■ Exercise goal ■
Every entry is to be restated exactly; pictures are not part of the copy.

■ Supplied data ■

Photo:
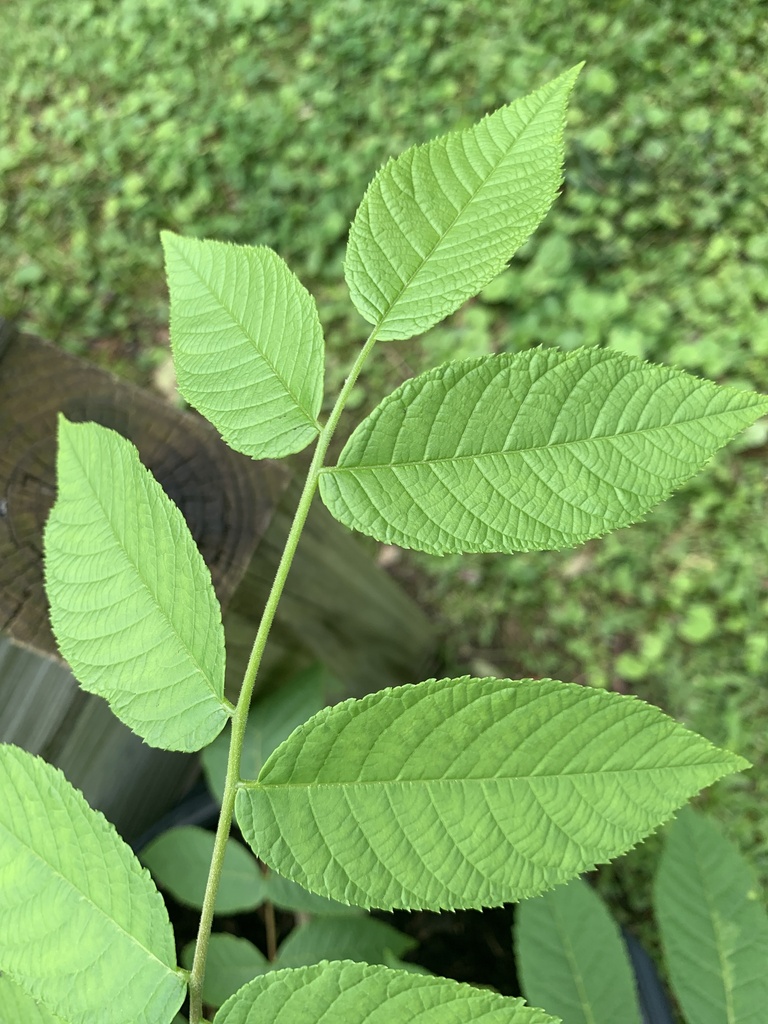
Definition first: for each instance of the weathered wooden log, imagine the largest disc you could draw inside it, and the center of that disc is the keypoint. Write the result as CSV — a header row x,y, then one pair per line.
x,y
338,607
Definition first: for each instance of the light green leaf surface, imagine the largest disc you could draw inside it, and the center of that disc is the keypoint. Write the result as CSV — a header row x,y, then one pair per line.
x,y
131,601
231,963
364,939
82,927
16,1007
343,992
536,451
469,793
271,719
291,896
247,344
571,960
714,926
180,858
440,221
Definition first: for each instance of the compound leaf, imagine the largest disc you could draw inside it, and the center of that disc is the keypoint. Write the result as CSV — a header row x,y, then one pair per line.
x,y
571,960
363,939
179,861
440,221
713,925
291,896
131,601
247,344
271,720
344,992
231,963
83,930
536,451
469,793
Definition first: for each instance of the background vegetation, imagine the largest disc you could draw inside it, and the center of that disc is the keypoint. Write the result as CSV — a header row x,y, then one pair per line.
x,y
261,121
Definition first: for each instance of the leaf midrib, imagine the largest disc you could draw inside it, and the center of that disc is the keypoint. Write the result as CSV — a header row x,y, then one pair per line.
x,y
164,614
460,213
311,420
715,919
572,962
78,892
345,783
595,439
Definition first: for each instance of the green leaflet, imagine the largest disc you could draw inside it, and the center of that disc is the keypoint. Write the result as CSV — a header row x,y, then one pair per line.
x,y
271,719
291,896
571,958
247,344
231,963
179,861
469,793
713,924
131,601
82,927
363,939
439,221
343,992
536,451
18,1008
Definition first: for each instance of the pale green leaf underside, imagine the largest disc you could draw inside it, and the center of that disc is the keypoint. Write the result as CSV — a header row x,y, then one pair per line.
x,y
713,924
82,927
439,221
179,861
131,600
231,963
363,939
271,719
16,1007
247,344
468,793
571,960
536,451
343,992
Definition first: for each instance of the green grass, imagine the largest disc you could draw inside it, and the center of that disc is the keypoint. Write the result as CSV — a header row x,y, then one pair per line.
x,y
262,121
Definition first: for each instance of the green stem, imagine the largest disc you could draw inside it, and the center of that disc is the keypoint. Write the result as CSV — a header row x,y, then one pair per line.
x,y
240,719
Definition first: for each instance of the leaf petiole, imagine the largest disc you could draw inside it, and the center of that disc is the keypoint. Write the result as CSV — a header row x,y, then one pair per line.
x,y
240,719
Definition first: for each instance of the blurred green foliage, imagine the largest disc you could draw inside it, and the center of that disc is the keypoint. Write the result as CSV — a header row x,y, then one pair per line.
x,y
262,121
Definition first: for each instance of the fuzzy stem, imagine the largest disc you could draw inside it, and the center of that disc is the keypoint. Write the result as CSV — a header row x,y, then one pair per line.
x,y
240,719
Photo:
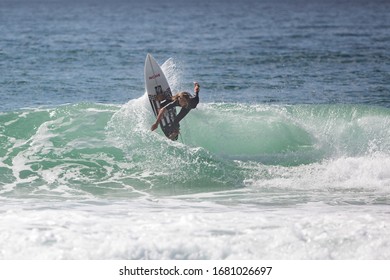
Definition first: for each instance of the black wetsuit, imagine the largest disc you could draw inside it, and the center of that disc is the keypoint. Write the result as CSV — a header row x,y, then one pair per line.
x,y
193,102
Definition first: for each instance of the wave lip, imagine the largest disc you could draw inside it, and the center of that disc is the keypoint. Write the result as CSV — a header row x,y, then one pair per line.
x,y
85,149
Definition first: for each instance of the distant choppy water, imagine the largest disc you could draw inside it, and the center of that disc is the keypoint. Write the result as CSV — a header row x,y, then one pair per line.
x,y
287,156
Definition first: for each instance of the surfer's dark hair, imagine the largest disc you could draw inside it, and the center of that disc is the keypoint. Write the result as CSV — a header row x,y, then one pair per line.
x,y
184,95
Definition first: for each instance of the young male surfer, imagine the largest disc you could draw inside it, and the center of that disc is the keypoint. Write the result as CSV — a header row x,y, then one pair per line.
x,y
182,99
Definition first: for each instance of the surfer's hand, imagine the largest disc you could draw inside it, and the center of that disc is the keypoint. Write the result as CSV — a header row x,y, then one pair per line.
x,y
154,126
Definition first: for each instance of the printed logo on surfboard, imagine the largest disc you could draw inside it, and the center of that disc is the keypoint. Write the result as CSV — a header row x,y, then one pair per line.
x,y
154,76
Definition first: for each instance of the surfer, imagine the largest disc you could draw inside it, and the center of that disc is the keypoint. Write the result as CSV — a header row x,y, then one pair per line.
x,y
182,99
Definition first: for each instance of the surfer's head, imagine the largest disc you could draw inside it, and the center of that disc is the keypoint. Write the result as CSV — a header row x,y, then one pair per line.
x,y
183,98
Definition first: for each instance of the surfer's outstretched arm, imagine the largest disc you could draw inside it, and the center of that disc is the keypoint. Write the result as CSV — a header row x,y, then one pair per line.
x,y
159,117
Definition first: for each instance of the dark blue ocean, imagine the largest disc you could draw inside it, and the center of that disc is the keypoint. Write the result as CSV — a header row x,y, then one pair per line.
x,y
286,157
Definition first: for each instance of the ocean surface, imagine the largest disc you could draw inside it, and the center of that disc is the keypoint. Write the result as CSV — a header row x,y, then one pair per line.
x,y
286,157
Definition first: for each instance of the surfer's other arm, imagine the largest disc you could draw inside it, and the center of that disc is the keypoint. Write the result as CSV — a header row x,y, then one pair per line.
x,y
159,117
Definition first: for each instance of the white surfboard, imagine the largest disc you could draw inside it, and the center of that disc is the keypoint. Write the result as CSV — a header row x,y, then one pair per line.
x,y
157,84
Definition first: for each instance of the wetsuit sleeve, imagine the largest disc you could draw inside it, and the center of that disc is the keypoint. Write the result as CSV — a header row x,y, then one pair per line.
x,y
171,105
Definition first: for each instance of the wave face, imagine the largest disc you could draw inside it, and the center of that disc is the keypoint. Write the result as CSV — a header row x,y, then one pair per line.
x,y
86,150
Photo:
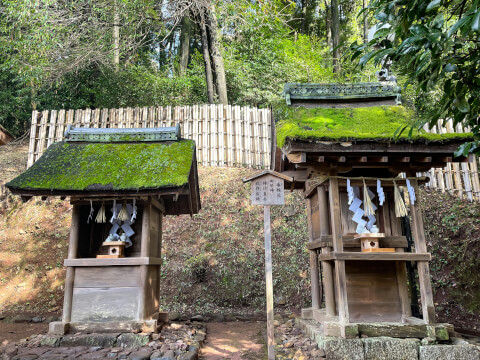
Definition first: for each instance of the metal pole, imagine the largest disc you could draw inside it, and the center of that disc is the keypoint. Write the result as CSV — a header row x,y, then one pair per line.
x,y
269,282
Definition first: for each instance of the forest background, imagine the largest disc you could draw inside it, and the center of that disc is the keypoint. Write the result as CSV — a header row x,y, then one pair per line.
x,y
116,53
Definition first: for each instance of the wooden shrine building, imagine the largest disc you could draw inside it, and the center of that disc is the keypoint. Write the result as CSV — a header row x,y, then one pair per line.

■ Expected output ■
Photo:
Definition first: for each instance of the weathered wooden log, imagine the largest disc you could draw inside it, and the center of that disc is the keypoint. Write the result as CSV — a header row x,y, then one pair per line.
x,y
338,607
Definition first: for each instance of the light green leaf surface, imagine the largest disc you could draw inside it, and the center of that disc is the keypoint. Write the result as CSV — a header row x,y, then one pair per line.
x,y
131,601
231,963
364,939
82,927
16,1007
343,992
536,451
469,793
271,719
291,896
247,344
571,960
714,926
180,858
440,221
Definition first: for each instance of the compound leaf, imagine the largest disc you could draw inside it, and the center of that disc is the keypoint. Write the result as CSV — a header row x,y, then one pair per line.
x,y
571,960
363,939
179,861
440,221
713,925
291,896
131,601
247,344
271,720
344,992
231,963
83,930
536,451
469,793
Definition first: for each instance of the background vegetation, imagine the largest disc you could draw inside it, and the center of that disc is the keypoint. Write the result as CSV — a header row x,y, then one pair per line.
x,y
261,121
Definition first: for each instance of the leaf midrib, imagine the largest disc you could draw inside it, and the center of that disc is the keypoint. Write the result as CSV — a header row x,y, then one pair per line.
x,y
164,614
460,213
311,420
715,919
572,962
78,892
345,783
595,439
Definition first: for each instance of the green leaflet, imagine the largest disc you could draw inside it, and the center of that disc is the keypoint. Write the result as CSV — a header row x,y, then one pair per line.
x,y
271,719
291,896
571,958
247,344
231,963
179,861
469,793
713,924
131,601
82,927
363,939
439,221
343,992
536,451
18,1008
Definition first: for each instance of the pale green leaf underside, imagine the largest disc you could draw inside it, and the center of that disc is the keypoint. Write the result as CSV — a header row x,y, then one pair per line.
x,y
713,924
82,927
439,221
179,861
131,600
231,963
363,939
271,719
16,1007
247,344
468,793
571,960
536,451
343,992
Definition first: for each instance of the green grass, imagine the largest disc you could draw inside it, and the center of that disc is the keypoint. Write the result as CSV — a header row x,y, then one pair per line.
x,y
262,121
Definition first: for each instance of the green stem, imagine the largest disc you could draw inside it, and the center of that disc is the keypoint. Write the result as CSV — a header row x,y, then one pair per line.
x,y
240,719
Definition first: for each instance of the leaf petiole, imagine the largest disc you could draw inside it, and the center of that disc is the keypoint. Write the result as CSV — a header row x,y, then one pair per line.
x,y
240,719
Definition first: for each instance of the blurred green foliage, imagine the largest disc you could draw inside it, and the center of that disc is the keypoint. Write the result as CSV — a header row x,y, then one pair per line.
x,y
262,121
Definition first: for each instance of the fuzzy stem, imagine the largest disc you could draw inside it, and the center of that disc is the keypoint. Write the result as CSV — a header row x,y, then one pair per line.
x,y
240,719
Photo:
Definition first: for each instance of the black wetsuit, imagine the largest disc you could draw inside it, and the center of that disc is the keypoint. Write the result as CSV — a header row x,y, then one pair per line.
x,y
193,102
Definition first: for each instance of the wave lip, imagine the largest disc you could draw inside it, and the center of that disc is the keypoint. Write the result as CSV — a header row x,y, then one pair per line.
x,y
85,149
Definition first: for each instance of the distant choppy water, imagine the largest disc you could draw inside it, and the center of that disc is the keypoint. Write the result as CSV — a header row x,y, then one pair per line.
x,y
287,156
Definition first: for each instance of the surfer's dark hair, imagine the largest disc you could draw inside it, and the center of that disc is the keypoint. Write the result as CSV — a header row x,y, then one pair per line.
x,y
184,95
Definition first: for each instance of the young male surfer, imagine the largest disc you could draw inside it, and the center of that disc is the keypoint. Write the result as CSV — a header row x,y, then one pair per line.
x,y
182,99
Definition first: for each instance of the surfer's hand, imagine the largest disc you could draw inside it, and the center of that disc is the keypoint. Write the result as CSV — a header row x,y, then one pair per line.
x,y
154,126
Definition first: for each instance of the printed logo on surfboard, imagine the largest disc you could draw inside it, and the center of that disc is the keypoint. Write the result as CSV — a header row x,y, then one pair per line.
x,y
154,76
Definition first: for each instance of the surfer, imagine the largest disc you could draw inside it, and the center of that disc is the keypoint. Write the result as CSV — a header row x,y, then one pair per line.
x,y
182,99
Definition first: for each instance of the surfer's head, imagine the largest disc you could draw inside it, and the center of that disc is the keypoint. Write the result as CSV — a header row x,y, then one pair per line.
x,y
183,98
Definition first: for each instance of the surfer's outstretched arm, imagine the largest disc you could draw inside it, and the center of that disc is the keypoint. Write the result as CSV — a header row x,y, then one pair per line.
x,y
159,117
Definition first: for each instance of the dark blue ocean, imagine the largest disc you could draw inside it, and the center of that disc is the keypoint. Write the result as CSV — a header row x,y, then one pair per line.
x,y
286,157
Definition first: for each instance of the ocean surface, imagine the largest disc you could draw inside it, and the center of that disc is the keypoint. Write the result as CSV — a header row x,y, then one pair per line.
x,y
286,157
Definition first: for each instance of the surfer's other arm, imagine the largest disc you could draw inside it, and the center of that disc is the keypoint. Write the result as CSV — a header row x,y, then one pair per line.
x,y
159,117
Definition first: for each instance of the white surfboard, imagine the largest disc you could draw inside it, and the center of that disc is the keypoint. Write the result as CSV — a header row x,y, then one pair per line.
x,y
157,84
Definition first: for each instance of the wetsuit sleeve, imagine the largest disc you could draw inside it, and the center of that disc is the keypoint. Write the result as CSV — a header row x,y, then one pair per line.
x,y
171,105
Definition first: for each instance of the wave face, imagine the largest disc you could draw inside it, and the center of that disc is the keypoint. Write the result as CSV — a header row x,y, then one pair per line.
x,y
86,150
Photo:
Definition first: for each instance of the metal pole, imagine the largest disc you could draw inside it, and the center of that disc is the keypoint. Write the result as CSV — a header row x,y, then one pair per line.
x,y
269,282
Definition first: for each instance of the forest background, imagine the largest disc you could draw inside it, and the center of that disc is the keypoint. Write the result as CSV — a header row x,y, then one pair per line.
x,y
116,53
Definition first: for each instance of the wooden shrine building, imagine the largest disc you could draw inside it, and the center of that disc is the keypoint. Write the result as CSV — a header row x,y, then one pair per line.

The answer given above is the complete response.